**RECORDED DATA**
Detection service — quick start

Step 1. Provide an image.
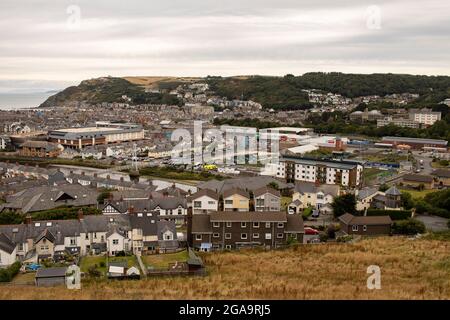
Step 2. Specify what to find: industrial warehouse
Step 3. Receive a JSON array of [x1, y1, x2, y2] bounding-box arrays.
[[48, 121, 144, 149]]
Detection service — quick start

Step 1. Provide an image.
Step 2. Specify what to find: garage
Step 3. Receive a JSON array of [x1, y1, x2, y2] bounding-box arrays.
[[35, 267, 67, 287]]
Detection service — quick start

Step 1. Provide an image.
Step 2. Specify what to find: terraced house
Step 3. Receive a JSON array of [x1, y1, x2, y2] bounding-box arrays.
[[190, 211, 304, 251], [0, 212, 178, 267]]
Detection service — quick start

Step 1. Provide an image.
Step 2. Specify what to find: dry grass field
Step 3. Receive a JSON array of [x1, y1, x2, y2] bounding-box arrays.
[[0, 237, 450, 300]]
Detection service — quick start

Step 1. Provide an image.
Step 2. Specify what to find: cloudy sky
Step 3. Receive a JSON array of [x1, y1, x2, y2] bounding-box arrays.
[[0, 0, 450, 92]]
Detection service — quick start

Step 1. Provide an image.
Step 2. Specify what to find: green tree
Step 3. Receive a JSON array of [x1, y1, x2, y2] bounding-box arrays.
[[331, 194, 356, 217]]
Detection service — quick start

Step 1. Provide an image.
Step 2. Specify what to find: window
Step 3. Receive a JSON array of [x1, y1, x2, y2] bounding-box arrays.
[[194, 201, 202, 208]]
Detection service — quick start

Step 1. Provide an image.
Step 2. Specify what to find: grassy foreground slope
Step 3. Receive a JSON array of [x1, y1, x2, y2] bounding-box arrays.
[[0, 237, 450, 299]]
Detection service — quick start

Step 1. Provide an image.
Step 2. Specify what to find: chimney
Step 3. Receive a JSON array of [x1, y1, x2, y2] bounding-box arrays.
[[186, 207, 193, 247], [78, 208, 84, 221]]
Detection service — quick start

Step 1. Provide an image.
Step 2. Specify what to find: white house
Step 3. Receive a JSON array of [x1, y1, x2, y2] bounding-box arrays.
[[0, 233, 17, 268], [106, 230, 130, 256], [188, 189, 219, 214]]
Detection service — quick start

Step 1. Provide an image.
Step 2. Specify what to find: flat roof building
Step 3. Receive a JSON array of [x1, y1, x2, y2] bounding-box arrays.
[[48, 121, 144, 149], [382, 136, 448, 150]]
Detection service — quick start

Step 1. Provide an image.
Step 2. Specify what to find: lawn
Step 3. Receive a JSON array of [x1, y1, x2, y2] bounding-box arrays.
[[12, 272, 36, 284], [80, 256, 106, 274], [280, 197, 292, 211], [108, 256, 139, 268], [0, 237, 450, 300], [142, 250, 189, 269]]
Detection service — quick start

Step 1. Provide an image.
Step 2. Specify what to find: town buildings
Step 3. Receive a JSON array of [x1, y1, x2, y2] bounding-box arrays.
[[339, 213, 392, 236], [191, 211, 304, 251], [409, 108, 441, 126], [276, 156, 363, 188], [48, 121, 144, 149], [0, 212, 179, 267], [19, 141, 62, 158], [382, 136, 448, 151]]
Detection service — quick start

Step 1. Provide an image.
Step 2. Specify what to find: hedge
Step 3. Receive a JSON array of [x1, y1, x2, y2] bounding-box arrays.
[[367, 209, 411, 220], [392, 219, 426, 235], [0, 261, 22, 282]]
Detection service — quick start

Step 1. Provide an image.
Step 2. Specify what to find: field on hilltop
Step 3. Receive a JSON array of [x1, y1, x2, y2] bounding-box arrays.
[[0, 237, 450, 300]]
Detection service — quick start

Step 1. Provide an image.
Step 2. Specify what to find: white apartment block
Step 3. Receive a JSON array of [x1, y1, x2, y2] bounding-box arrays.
[[276, 157, 363, 187], [410, 109, 441, 126]]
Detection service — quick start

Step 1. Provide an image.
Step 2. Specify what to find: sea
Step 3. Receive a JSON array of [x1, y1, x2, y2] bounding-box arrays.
[[0, 91, 56, 110]]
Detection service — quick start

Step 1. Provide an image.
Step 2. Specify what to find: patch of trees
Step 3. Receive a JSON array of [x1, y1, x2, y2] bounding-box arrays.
[[0, 261, 22, 282], [415, 189, 450, 219]]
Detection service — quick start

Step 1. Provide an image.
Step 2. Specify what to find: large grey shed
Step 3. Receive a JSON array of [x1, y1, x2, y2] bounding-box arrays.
[[36, 267, 67, 287]]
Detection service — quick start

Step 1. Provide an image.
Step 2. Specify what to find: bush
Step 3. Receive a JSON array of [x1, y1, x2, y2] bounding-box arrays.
[[327, 224, 336, 239], [392, 219, 425, 235], [367, 209, 411, 220], [88, 266, 102, 278], [0, 261, 22, 282], [319, 233, 328, 242]]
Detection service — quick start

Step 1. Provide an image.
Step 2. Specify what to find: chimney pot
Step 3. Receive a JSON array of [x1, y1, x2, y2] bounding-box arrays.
[[78, 208, 84, 221]]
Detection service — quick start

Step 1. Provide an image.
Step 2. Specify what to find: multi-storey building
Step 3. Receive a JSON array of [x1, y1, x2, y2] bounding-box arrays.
[[276, 156, 363, 188], [191, 212, 304, 251], [409, 108, 441, 126], [377, 117, 420, 129], [48, 121, 144, 149]]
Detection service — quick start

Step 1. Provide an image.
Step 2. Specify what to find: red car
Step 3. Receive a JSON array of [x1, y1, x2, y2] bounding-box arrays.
[[305, 227, 319, 235]]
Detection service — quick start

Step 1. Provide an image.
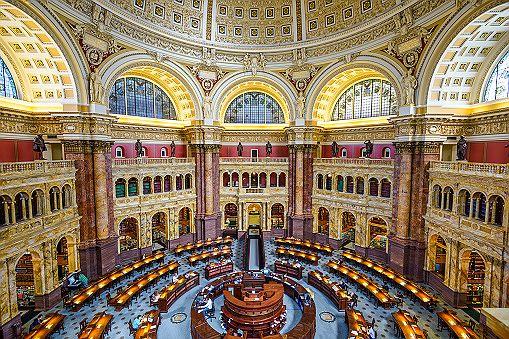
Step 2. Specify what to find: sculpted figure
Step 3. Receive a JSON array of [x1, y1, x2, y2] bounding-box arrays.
[[265, 141, 272, 157], [134, 139, 143, 158], [32, 134, 46, 160], [364, 140, 373, 158], [456, 135, 467, 161], [332, 141, 339, 158], [403, 69, 417, 106], [170, 140, 177, 158], [237, 142, 244, 157]]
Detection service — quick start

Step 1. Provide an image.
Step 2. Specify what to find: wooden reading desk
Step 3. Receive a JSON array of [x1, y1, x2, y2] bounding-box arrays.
[[274, 238, 334, 254], [157, 271, 200, 312], [343, 251, 437, 308], [173, 237, 233, 255], [308, 271, 350, 310], [276, 247, 320, 266], [134, 310, 161, 339], [392, 310, 426, 339], [187, 247, 232, 266], [437, 310, 479, 339], [25, 312, 65, 339], [327, 260, 395, 308], [66, 252, 165, 311], [345, 308, 369, 339], [108, 260, 180, 311], [78, 312, 113, 339]]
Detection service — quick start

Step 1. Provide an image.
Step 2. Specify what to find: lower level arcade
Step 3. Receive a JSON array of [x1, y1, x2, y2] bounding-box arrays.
[[17, 235, 489, 339]]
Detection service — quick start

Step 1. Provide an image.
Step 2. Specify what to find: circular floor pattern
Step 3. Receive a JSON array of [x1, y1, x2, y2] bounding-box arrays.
[[320, 312, 336, 323], [171, 312, 187, 324]]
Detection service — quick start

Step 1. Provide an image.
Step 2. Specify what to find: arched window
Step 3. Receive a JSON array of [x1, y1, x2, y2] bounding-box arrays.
[[115, 178, 126, 198], [382, 147, 391, 158], [115, 146, 124, 158], [224, 92, 285, 124], [154, 176, 163, 193], [331, 79, 398, 120], [0, 57, 19, 99], [161, 147, 168, 158], [127, 178, 138, 197], [109, 77, 177, 120], [484, 50, 509, 101]]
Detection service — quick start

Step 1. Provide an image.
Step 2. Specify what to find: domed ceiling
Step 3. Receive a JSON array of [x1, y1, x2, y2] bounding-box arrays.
[[51, 0, 448, 64]]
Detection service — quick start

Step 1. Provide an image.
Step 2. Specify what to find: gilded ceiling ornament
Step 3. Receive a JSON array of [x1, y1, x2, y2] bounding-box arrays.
[[242, 53, 267, 76], [281, 49, 321, 91], [69, 23, 124, 72], [188, 48, 226, 96], [384, 26, 434, 68]]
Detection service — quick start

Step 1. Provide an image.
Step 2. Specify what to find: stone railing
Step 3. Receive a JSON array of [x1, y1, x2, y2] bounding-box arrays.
[[219, 157, 288, 163], [313, 158, 394, 168], [430, 161, 509, 177], [0, 160, 74, 173], [113, 158, 194, 166]]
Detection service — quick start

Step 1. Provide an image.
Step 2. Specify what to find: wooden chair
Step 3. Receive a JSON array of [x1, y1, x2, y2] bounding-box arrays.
[[127, 319, 136, 334], [80, 319, 87, 332]]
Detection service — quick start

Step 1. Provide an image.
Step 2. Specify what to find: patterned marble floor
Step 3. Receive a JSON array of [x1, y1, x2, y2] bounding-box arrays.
[[25, 240, 476, 339]]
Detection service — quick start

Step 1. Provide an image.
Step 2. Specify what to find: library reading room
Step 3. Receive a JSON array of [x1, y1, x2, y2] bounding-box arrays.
[[0, 0, 509, 339]]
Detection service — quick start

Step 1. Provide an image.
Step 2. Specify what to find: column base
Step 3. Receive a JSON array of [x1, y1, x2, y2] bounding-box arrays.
[[389, 237, 426, 282], [79, 237, 118, 281], [424, 271, 467, 307], [35, 286, 62, 311]]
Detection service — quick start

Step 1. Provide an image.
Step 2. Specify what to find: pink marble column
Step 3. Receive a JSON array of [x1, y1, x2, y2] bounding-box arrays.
[[64, 140, 117, 280], [389, 141, 440, 281]]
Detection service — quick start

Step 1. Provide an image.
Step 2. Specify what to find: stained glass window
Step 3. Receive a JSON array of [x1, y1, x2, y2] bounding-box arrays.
[[0, 57, 19, 99], [224, 92, 285, 124], [110, 77, 177, 120], [484, 51, 509, 101], [331, 79, 398, 120]]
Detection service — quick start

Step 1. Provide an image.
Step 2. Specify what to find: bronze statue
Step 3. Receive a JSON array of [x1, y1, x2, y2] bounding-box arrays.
[[237, 142, 244, 157], [265, 141, 272, 157], [456, 136, 467, 161], [170, 140, 177, 158], [32, 134, 47, 160], [364, 140, 373, 158], [134, 139, 143, 158], [332, 141, 339, 158]]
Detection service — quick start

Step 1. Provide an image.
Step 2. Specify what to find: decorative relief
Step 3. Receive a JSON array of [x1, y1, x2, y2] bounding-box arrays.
[[68, 22, 124, 72]]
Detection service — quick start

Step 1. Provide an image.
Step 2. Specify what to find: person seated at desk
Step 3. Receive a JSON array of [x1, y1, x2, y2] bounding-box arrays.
[[194, 298, 213, 313], [150, 291, 161, 305], [133, 315, 142, 330], [29, 317, 41, 332]]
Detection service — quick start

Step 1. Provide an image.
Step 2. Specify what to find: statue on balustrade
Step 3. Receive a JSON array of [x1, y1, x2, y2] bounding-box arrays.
[[170, 140, 177, 158], [456, 135, 467, 161], [134, 139, 143, 158], [364, 140, 373, 158], [332, 141, 339, 158], [32, 134, 47, 160]]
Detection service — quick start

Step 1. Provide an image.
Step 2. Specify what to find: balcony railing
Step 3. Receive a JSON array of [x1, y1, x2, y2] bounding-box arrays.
[[313, 158, 394, 168], [113, 157, 194, 166], [219, 157, 288, 163], [430, 161, 509, 177], [0, 160, 74, 173]]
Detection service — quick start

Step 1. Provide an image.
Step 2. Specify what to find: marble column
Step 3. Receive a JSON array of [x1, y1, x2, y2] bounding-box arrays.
[[63, 140, 118, 280], [288, 145, 315, 239], [193, 144, 221, 240], [389, 141, 440, 281]]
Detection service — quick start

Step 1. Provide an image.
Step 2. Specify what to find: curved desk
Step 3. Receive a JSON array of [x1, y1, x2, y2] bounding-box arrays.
[[191, 272, 316, 339]]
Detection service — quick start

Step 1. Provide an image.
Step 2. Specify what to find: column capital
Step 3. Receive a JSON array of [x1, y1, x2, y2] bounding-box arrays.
[[62, 140, 115, 154], [393, 141, 442, 154]]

**TASK TO CARRY OUT**
Pick out and copy each line of the rows above that contains the word "statue".

**TASK RESULT**
Step 2. Specify what to find: bronze statue
Step 2. Specify what to find: statue on balustrade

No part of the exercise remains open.